▸ Text block
[Start of section]

Four part-time employees to continue to provide services
The Ryerson Students’ Union (RSU) is laying off most of its part-time staff in the seven equity service centres this week.
Affected staff were notified by email that they would be paid for hours up until this Friday. The reason given was the continued closure of the RSU’s frontline services and the Student Campus Centre (SCC) due to the COVID-19 pandemic, and Ryerson’s Career Boost program ending on April 3, 2020.
The email said with the Career Boost program ending, the decision has been made to lay off both Career Boost Staff and all other RSU paid part-time employees as well. Links to employment insurance benefits and COVID-19 financial support programs were included at the bottom of the email.
“The RSU has tried to keep our part-time staff as long as possible, and greatly appreciates all of the hard work and dedication that was put into our organization during these uncertain times.”
Four part-time staff working in the equity centres were retained, to “ensure” that the RSU can properly serve Ryerson’s student population.
In an emailed statement to the Ryersonian, Reanna Maharaj, the executive director of the RSU, said the part-time staff who were chosen to remain were either not on the Career Boost program or had seniority in their departments and were chosen to fulfil the duration of their contracts.
One staff member who was let go, told the Ryersonian their contract was until May 1. They were not paid through Career Boost and neither was a second laid off staff member who spoke to the Ryersonian.
According to Maharaj, the RSU has continued to pay part-time staff the maximum amount of hours in their contracts since the SCC closed on March 13. “With the Career Boost program ending the RSU cannot continue to move all of our staff to the RSU payroll.”
She said the union looked into “every option to cover staff wages,” including the federal government’s new 75 per cent wage subsidy for businesses affected by COVID-19, but that the RSU did not qualify.
Ryerson University was ordered by a judge to transfer the RSU its previously withheld student fees in early March. The union receives approximately $4.6 million in student fees each year, the collection of which has not been affected by the current COVID-19 pandemic. But it is unclear if the union lost revenue in other ways because of the crisis.
This is a developing story and will be updated.

[End of section]

Natural-language object grounding data:
[Start of section]

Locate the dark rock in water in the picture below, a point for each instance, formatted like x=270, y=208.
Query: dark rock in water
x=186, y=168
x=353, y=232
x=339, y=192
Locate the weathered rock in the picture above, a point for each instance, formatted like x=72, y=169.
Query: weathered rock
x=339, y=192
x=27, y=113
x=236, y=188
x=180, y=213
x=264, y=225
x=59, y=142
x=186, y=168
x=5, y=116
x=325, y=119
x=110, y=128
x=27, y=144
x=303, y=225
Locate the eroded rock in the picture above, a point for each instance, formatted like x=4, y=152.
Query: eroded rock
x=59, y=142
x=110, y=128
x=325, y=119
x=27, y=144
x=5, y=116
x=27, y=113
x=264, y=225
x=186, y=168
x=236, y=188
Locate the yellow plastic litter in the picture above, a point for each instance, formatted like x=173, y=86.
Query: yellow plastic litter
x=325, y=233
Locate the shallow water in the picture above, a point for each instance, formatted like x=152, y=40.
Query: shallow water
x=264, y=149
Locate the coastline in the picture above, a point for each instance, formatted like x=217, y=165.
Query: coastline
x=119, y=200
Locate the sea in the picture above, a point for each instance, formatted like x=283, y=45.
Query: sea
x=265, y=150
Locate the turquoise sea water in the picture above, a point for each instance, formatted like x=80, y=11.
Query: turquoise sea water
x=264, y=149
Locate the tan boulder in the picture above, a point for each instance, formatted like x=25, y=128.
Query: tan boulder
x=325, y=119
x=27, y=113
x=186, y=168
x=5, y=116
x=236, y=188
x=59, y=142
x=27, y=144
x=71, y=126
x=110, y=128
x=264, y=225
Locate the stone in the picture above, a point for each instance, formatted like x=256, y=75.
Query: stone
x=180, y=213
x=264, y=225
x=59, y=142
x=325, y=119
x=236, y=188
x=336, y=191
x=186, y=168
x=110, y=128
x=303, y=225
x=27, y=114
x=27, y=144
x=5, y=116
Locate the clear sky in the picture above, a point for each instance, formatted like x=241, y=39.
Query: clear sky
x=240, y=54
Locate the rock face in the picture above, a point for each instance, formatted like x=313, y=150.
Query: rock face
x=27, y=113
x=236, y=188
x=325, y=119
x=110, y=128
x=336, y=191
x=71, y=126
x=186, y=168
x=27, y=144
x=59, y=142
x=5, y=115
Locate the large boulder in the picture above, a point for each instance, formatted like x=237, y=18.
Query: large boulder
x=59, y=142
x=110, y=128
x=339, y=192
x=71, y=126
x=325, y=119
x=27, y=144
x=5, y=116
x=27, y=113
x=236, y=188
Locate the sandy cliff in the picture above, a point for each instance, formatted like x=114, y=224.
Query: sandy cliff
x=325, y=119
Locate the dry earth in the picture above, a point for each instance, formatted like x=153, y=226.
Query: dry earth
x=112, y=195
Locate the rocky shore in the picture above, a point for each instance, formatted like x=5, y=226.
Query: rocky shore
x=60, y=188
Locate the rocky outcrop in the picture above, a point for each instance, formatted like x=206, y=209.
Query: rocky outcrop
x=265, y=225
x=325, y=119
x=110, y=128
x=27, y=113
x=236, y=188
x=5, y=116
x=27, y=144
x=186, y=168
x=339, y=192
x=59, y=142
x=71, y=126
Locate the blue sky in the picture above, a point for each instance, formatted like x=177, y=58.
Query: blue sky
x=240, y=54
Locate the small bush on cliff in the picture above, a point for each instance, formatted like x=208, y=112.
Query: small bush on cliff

[End of section]

▸ Aim of the exercise
Reproduce the passage of the RSU layoffs article above from "The email said" up to and including "Ryerson’s student population.".

▸ Solution below
The email said with the Career Boost program ending, the decision has been made to lay off both Career Boost Staff and all other RSU paid part-time employees as well. Links to employment insurance benefits and COVID-19 financial support programs were included at the bottom of the email.
“The RSU has tried to keep our part-time staff as long as possible, and greatly appreciates all of the hard work and dedication that was put into our organization during these uncertain times.”
Four part-time staff working in the equity centres were retained, to “ensure” that the RSU can properly serve Ryerson’s student population.